[Stored data entries]
---*---

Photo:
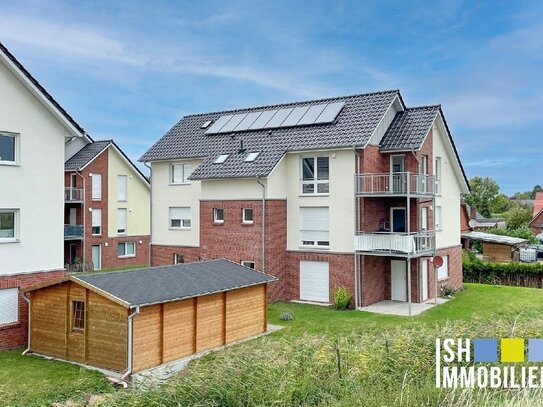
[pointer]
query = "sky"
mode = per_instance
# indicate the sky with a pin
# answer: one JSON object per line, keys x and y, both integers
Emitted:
{"x": 129, "y": 70}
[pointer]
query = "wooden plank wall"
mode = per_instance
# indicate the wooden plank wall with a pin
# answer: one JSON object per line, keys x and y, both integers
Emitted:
{"x": 170, "y": 331}
{"x": 103, "y": 343}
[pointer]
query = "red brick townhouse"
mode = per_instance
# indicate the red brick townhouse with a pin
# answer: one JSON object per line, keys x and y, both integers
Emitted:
{"x": 356, "y": 191}
{"x": 107, "y": 207}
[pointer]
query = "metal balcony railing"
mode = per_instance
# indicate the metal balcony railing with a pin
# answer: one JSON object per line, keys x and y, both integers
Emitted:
{"x": 73, "y": 194}
{"x": 396, "y": 184}
{"x": 416, "y": 243}
{"x": 73, "y": 231}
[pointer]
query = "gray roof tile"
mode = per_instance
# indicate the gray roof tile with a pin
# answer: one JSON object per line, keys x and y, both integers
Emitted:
{"x": 353, "y": 126}
{"x": 409, "y": 128}
{"x": 169, "y": 283}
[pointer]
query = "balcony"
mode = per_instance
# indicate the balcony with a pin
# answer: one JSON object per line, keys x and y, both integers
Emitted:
{"x": 73, "y": 194}
{"x": 396, "y": 184}
{"x": 73, "y": 232}
{"x": 395, "y": 244}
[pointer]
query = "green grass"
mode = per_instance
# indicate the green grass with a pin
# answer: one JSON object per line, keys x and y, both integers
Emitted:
{"x": 36, "y": 381}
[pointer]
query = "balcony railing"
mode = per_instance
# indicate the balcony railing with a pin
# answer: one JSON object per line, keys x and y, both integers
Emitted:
{"x": 398, "y": 184}
{"x": 73, "y": 194}
{"x": 416, "y": 243}
{"x": 73, "y": 231}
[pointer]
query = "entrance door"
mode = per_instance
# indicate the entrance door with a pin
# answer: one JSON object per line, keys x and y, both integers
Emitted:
{"x": 397, "y": 220}
{"x": 398, "y": 280}
{"x": 97, "y": 256}
{"x": 424, "y": 279}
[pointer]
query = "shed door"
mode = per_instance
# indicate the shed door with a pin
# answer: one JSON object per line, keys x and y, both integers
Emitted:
{"x": 314, "y": 277}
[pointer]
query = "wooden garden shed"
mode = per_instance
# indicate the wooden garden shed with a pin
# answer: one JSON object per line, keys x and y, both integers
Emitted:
{"x": 129, "y": 321}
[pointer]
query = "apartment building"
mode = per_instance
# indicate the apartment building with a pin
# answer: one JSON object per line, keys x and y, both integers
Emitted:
{"x": 33, "y": 131}
{"x": 107, "y": 208}
{"x": 357, "y": 191}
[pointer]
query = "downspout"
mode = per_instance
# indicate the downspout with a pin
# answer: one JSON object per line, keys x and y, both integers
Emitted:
{"x": 263, "y": 224}
{"x": 27, "y": 299}
{"x": 150, "y": 208}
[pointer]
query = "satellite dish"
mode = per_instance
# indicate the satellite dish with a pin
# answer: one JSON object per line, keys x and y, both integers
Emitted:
{"x": 437, "y": 261}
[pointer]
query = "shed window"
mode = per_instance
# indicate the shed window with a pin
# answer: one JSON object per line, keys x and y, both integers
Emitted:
{"x": 78, "y": 315}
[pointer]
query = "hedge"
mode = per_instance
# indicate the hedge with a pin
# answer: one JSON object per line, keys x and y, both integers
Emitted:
{"x": 514, "y": 274}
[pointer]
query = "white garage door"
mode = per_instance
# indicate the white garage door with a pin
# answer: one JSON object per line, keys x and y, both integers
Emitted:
{"x": 314, "y": 281}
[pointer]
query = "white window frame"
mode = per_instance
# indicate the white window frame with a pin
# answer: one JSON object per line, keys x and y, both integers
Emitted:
{"x": 15, "y": 237}
{"x": 443, "y": 271}
{"x": 93, "y": 225}
{"x": 216, "y": 215}
{"x": 186, "y": 170}
{"x": 315, "y": 181}
{"x": 185, "y": 223}
{"x": 122, "y": 231}
{"x": 97, "y": 185}
{"x": 244, "y": 216}
{"x": 124, "y": 196}
{"x": 248, "y": 263}
{"x": 123, "y": 256}
{"x": 9, "y": 297}
{"x": 310, "y": 243}
{"x": 17, "y": 139}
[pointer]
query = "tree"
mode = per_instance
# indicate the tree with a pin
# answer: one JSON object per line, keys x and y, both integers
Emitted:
{"x": 519, "y": 216}
{"x": 483, "y": 193}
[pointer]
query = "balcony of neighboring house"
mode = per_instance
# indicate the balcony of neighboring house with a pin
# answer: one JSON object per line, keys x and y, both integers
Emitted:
{"x": 396, "y": 184}
{"x": 73, "y": 232}
{"x": 72, "y": 194}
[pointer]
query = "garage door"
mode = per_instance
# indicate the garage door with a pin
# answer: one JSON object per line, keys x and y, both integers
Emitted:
{"x": 314, "y": 281}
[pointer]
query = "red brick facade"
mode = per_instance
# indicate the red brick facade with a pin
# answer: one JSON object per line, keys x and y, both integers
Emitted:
{"x": 15, "y": 335}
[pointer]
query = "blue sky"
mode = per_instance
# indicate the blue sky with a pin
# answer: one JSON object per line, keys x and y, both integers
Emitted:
{"x": 130, "y": 70}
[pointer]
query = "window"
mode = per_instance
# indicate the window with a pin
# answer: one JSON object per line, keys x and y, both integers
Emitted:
{"x": 218, "y": 215}
{"x": 96, "y": 221}
{"x": 248, "y": 215}
{"x": 178, "y": 258}
{"x": 121, "y": 221}
{"x": 314, "y": 227}
{"x": 180, "y": 174}
{"x": 9, "y": 148}
{"x": 9, "y": 306}
{"x": 9, "y": 225}
{"x": 439, "y": 225}
{"x": 180, "y": 218}
{"x": 96, "y": 187}
{"x": 315, "y": 175}
{"x": 78, "y": 315}
{"x": 220, "y": 159}
{"x": 250, "y": 264}
{"x": 443, "y": 271}
{"x": 437, "y": 174}
{"x": 121, "y": 187}
{"x": 126, "y": 249}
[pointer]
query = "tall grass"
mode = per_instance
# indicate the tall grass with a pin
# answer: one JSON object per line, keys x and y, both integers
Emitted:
{"x": 365, "y": 368}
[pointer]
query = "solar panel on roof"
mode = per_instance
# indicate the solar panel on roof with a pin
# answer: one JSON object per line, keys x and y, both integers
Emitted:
{"x": 233, "y": 122}
{"x": 311, "y": 115}
{"x": 262, "y": 120}
{"x": 278, "y": 118}
{"x": 330, "y": 112}
{"x": 219, "y": 123}
{"x": 295, "y": 116}
{"x": 249, "y": 119}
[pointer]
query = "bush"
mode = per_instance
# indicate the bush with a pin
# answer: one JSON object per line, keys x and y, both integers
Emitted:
{"x": 342, "y": 298}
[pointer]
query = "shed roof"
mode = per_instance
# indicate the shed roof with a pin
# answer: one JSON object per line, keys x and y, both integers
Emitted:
{"x": 157, "y": 285}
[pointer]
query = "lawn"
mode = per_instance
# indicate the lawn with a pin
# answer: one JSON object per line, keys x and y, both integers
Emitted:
{"x": 386, "y": 358}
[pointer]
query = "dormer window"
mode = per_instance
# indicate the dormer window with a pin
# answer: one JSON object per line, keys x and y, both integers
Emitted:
{"x": 221, "y": 159}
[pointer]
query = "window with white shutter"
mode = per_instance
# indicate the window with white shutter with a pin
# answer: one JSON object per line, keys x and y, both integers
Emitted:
{"x": 314, "y": 227}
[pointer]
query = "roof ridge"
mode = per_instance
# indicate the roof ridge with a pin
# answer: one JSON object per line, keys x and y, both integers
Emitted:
{"x": 294, "y": 103}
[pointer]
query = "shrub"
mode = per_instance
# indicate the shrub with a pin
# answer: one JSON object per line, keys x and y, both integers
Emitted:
{"x": 342, "y": 298}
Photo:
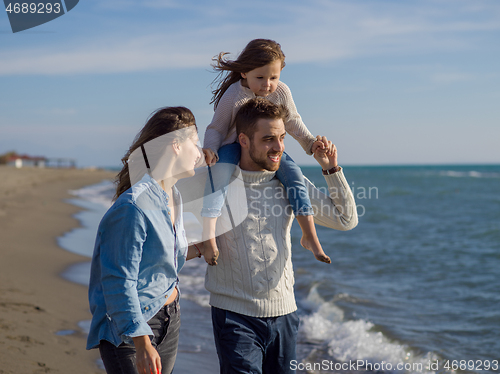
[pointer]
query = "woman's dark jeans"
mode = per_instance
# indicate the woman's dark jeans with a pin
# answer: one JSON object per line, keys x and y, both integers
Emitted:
{"x": 165, "y": 325}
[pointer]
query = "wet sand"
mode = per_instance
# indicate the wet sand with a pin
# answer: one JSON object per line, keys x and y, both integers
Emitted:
{"x": 35, "y": 302}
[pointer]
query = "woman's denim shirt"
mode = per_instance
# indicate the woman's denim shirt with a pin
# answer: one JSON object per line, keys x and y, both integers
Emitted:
{"x": 137, "y": 257}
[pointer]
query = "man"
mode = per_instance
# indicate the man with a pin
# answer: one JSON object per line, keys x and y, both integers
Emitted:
{"x": 251, "y": 287}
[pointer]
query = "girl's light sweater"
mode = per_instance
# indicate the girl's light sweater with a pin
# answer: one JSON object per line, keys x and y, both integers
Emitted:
{"x": 222, "y": 131}
{"x": 254, "y": 275}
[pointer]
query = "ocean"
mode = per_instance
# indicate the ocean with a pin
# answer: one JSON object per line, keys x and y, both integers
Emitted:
{"x": 414, "y": 288}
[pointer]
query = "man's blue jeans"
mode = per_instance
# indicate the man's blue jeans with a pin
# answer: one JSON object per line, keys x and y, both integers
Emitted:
{"x": 253, "y": 345}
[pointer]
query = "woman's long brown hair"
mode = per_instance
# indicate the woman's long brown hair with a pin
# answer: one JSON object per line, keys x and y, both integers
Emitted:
{"x": 257, "y": 53}
{"x": 161, "y": 122}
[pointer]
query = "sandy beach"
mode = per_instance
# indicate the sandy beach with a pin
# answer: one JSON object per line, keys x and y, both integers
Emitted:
{"x": 35, "y": 302}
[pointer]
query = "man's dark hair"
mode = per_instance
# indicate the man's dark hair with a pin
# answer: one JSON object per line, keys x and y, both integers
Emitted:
{"x": 255, "y": 109}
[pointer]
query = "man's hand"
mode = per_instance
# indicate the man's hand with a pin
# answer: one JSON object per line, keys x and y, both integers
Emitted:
{"x": 210, "y": 157}
{"x": 148, "y": 359}
{"x": 327, "y": 156}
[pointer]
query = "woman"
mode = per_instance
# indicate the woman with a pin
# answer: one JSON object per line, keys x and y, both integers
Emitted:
{"x": 140, "y": 247}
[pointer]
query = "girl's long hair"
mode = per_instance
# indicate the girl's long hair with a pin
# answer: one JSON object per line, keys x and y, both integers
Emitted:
{"x": 161, "y": 122}
{"x": 257, "y": 53}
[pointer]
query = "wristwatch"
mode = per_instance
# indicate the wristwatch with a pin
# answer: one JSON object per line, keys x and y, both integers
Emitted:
{"x": 332, "y": 170}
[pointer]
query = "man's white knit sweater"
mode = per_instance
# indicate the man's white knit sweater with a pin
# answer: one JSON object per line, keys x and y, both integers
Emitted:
{"x": 254, "y": 275}
{"x": 221, "y": 130}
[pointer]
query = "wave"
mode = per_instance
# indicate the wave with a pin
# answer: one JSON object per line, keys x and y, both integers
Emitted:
{"x": 468, "y": 174}
{"x": 356, "y": 341}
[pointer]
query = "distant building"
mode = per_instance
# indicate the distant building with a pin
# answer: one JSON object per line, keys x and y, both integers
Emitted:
{"x": 21, "y": 161}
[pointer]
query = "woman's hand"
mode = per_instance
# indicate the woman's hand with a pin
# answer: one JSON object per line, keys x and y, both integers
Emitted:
{"x": 210, "y": 157}
{"x": 148, "y": 359}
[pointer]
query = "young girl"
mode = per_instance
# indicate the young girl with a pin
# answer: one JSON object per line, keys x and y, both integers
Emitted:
{"x": 256, "y": 72}
{"x": 140, "y": 247}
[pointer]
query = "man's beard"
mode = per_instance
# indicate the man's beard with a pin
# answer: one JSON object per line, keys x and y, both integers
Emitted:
{"x": 264, "y": 162}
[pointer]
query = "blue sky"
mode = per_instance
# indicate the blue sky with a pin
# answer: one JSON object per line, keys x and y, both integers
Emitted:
{"x": 390, "y": 82}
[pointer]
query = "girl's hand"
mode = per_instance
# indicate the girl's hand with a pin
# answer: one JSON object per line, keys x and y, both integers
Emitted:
{"x": 324, "y": 146}
{"x": 210, "y": 157}
{"x": 148, "y": 360}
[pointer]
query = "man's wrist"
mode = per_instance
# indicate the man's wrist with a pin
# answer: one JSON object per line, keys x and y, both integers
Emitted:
{"x": 331, "y": 170}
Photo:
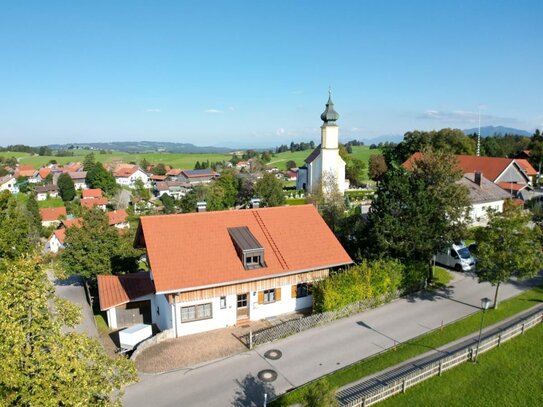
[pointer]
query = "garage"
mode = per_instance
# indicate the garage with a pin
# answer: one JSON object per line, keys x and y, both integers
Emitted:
{"x": 137, "y": 312}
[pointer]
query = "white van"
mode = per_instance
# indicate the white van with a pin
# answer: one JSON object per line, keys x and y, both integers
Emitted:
{"x": 456, "y": 256}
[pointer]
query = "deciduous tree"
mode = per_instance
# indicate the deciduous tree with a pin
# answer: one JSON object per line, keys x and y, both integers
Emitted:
{"x": 507, "y": 248}
{"x": 42, "y": 365}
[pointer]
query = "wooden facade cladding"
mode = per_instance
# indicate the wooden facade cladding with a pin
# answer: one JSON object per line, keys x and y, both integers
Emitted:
{"x": 250, "y": 286}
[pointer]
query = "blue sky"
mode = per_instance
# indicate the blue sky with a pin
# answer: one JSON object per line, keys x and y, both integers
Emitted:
{"x": 257, "y": 72}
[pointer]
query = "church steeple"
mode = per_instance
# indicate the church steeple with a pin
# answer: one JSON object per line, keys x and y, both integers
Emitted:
{"x": 329, "y": 116}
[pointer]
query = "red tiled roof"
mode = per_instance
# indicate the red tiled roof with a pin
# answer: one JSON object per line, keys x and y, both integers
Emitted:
{"x": 490, "y": 167}
{"x": 118, "y": 216}
{"x": 174, "y": 172}
{"x": 157, "y": 177}
{"x": 50, "y": 214}
{"x": 511, "y": 186}
{"x": 125, "y": 170}
{"x": 60, "y": 234}
{"x": 92, "y": 202}
{"x": 195, "y": 250}
{"x": 92, "y": 193}
{"x": 44, "y": 172}
{"x": 118, "y": 290}
{"x": 526, "y": 166}
{"x": 72, "y": 222}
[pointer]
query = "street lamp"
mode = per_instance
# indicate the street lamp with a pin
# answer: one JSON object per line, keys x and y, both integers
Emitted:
{"x": 485, "y": 303}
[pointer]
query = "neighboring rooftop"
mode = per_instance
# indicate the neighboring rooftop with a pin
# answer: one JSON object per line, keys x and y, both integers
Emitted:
{"x": 118, "y": 290}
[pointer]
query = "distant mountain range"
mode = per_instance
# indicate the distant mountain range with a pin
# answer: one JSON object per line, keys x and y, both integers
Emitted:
{"x": 145, "y": 147}
{"x": 498, "y": 131}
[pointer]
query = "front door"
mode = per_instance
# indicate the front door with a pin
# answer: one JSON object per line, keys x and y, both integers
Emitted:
{"x": 242, "y": 306}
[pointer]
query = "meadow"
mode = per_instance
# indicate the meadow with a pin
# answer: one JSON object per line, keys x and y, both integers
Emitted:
{"x": 176, "y": 160}
{"x": 510, "y": 375}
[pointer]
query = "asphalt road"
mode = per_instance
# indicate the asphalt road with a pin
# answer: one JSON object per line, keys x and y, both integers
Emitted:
{"x": 313, "y": 353}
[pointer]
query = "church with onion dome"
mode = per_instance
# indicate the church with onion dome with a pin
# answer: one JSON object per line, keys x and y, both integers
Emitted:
{"x": 324, "y": 166}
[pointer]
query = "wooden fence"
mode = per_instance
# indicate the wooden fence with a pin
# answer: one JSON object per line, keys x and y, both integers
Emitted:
{"x": 411, "y": 378}
{"x": 294, "y": 326}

---*---

EXERCISE PROMPT -> Report every line in the rows above that contains the word "window", copying each line in full.

FINAL ANSWER ->
query = "shed window"
# indicate the shed window with a pin
query = "white window frame"
# indicate the white window frame with a pin
query = "window"
# indicate the window with a pin
query = "dormer window"
# indicate the dormer window with a pin
query = "window with white shutter"
# indicate the window with white shutter with a pin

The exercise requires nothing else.